Quebec National Assembly

13 juin 2022

MONTREAL – B’nai Brith Canada a rendu publique aujourd’hui son opposition au loi 96, une loi qu’elle considère comme préjudiciable aux intérêts de la population juive du Québec.

La loi a été sanctionnée le 1er juin et est maintenant en vigueur.

Les Juifs sont aujourd’hui quelque 90 000 dans la province. Les Juifs vivent au Québec depuis des siècles, la première congrégation ayant été établie en 1768. Mais les lois adoptées par l’Assemblée nationale du Québec peuvent envoyer un message négatif à la communauté. Il n’y a pas si longtemps, Montréal était la communauté juive la plus peuplée du Canada, avec un pic de population juive de 125 000 personnes en 1971.

Depuis des décennies, Montréal a vu ses Juifs partir, chassés en grande partie par l’antagonisme des gouvernements provinciaux successifs à l’égard des droits des minorités. La perte de Montréal a été le gain de Toronto, les Juifs contribuant à alimenter la croissance spectaculaire de cette ville au cours du dernier demi-siècle.

## [DONNÉES FOURNIES]

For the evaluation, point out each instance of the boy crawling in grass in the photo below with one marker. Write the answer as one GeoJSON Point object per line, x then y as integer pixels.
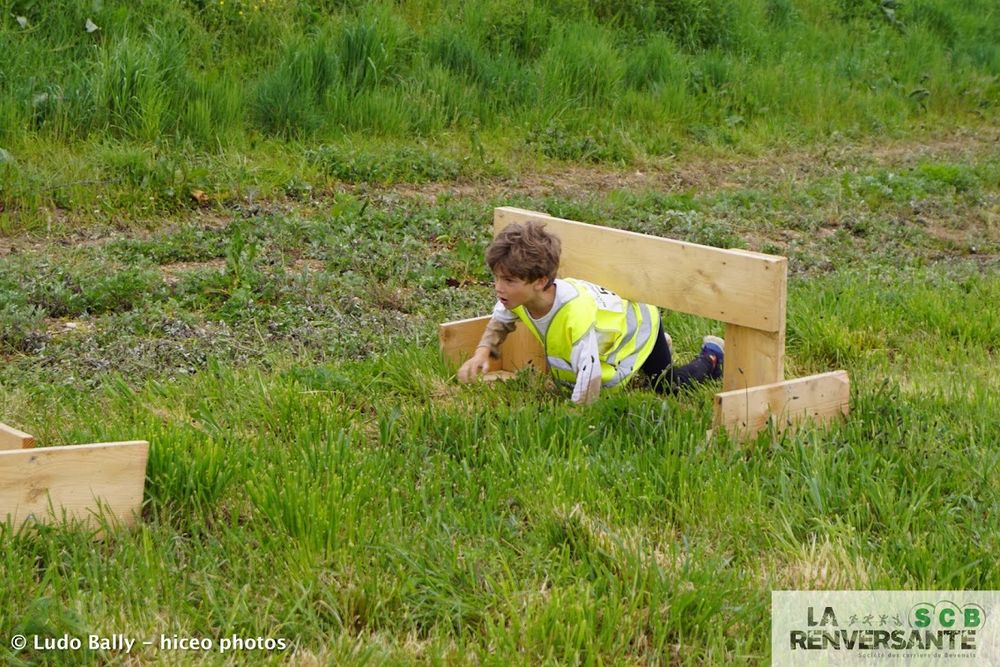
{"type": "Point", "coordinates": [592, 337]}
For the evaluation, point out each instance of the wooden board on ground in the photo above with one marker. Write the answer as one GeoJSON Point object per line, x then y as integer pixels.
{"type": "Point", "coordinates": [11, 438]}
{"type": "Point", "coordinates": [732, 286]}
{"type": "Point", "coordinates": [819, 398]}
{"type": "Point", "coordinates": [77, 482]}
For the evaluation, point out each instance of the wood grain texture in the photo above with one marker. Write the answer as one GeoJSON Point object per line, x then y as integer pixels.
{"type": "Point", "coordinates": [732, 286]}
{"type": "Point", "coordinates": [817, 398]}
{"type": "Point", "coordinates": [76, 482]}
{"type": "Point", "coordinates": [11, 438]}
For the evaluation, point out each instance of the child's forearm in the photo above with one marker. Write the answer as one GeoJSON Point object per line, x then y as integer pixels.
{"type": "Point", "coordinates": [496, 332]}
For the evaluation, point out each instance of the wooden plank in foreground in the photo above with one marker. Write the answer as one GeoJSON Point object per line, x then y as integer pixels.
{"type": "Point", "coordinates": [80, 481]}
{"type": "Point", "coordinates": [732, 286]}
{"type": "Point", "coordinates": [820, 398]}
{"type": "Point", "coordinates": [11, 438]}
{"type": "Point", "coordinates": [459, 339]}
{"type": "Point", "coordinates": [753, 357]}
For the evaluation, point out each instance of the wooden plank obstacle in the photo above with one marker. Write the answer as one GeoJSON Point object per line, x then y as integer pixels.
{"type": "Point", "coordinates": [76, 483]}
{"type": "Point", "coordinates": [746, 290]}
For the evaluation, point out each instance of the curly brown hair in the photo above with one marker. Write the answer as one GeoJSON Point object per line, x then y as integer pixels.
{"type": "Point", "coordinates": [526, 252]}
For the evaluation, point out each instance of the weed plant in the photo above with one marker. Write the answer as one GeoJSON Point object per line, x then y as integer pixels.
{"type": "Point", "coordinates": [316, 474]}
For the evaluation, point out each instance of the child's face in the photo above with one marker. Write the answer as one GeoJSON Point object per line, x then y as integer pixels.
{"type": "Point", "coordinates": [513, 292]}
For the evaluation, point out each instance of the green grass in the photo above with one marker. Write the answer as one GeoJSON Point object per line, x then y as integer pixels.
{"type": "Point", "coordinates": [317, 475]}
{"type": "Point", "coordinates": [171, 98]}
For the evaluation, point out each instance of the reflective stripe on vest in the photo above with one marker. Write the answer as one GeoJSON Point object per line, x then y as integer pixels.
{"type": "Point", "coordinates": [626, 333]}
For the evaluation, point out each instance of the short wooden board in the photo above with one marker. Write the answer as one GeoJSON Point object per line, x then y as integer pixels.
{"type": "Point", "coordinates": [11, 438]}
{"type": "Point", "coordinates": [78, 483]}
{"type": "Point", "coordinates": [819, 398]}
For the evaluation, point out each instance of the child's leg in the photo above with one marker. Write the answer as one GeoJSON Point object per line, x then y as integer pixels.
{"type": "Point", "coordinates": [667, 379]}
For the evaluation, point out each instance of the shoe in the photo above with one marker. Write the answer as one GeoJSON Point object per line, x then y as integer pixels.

## [TÂCHES]
1 > D'après le texte fourni, quel a été le pic de la population juive de Montréal, et en quelle année ?
2 > Reproduisez fidèlement le passage du texte fourni qui commence aux mots « Les Juifs sont » et s'arrête après « personnes en 1971. ».

## [SOLUTIONS]
1 > 125 000 personnes, en 1971.

2 >
Les Juifs sont aujourd’hui quelque 90 000 dans la province. Les Juifs vivent au Québec depuis des siècles, la première congrégation ayant été établie en 1768. Mais les lois adoptées par l’Assemblée nationale du Québec peuvent envoyer un message négatif à la communauté. Il n’y a pas si longtemps, Montréal était la communauté juive la plus peuplée du Canada, avec un pic de population juive de 125 000 personnes en 1971.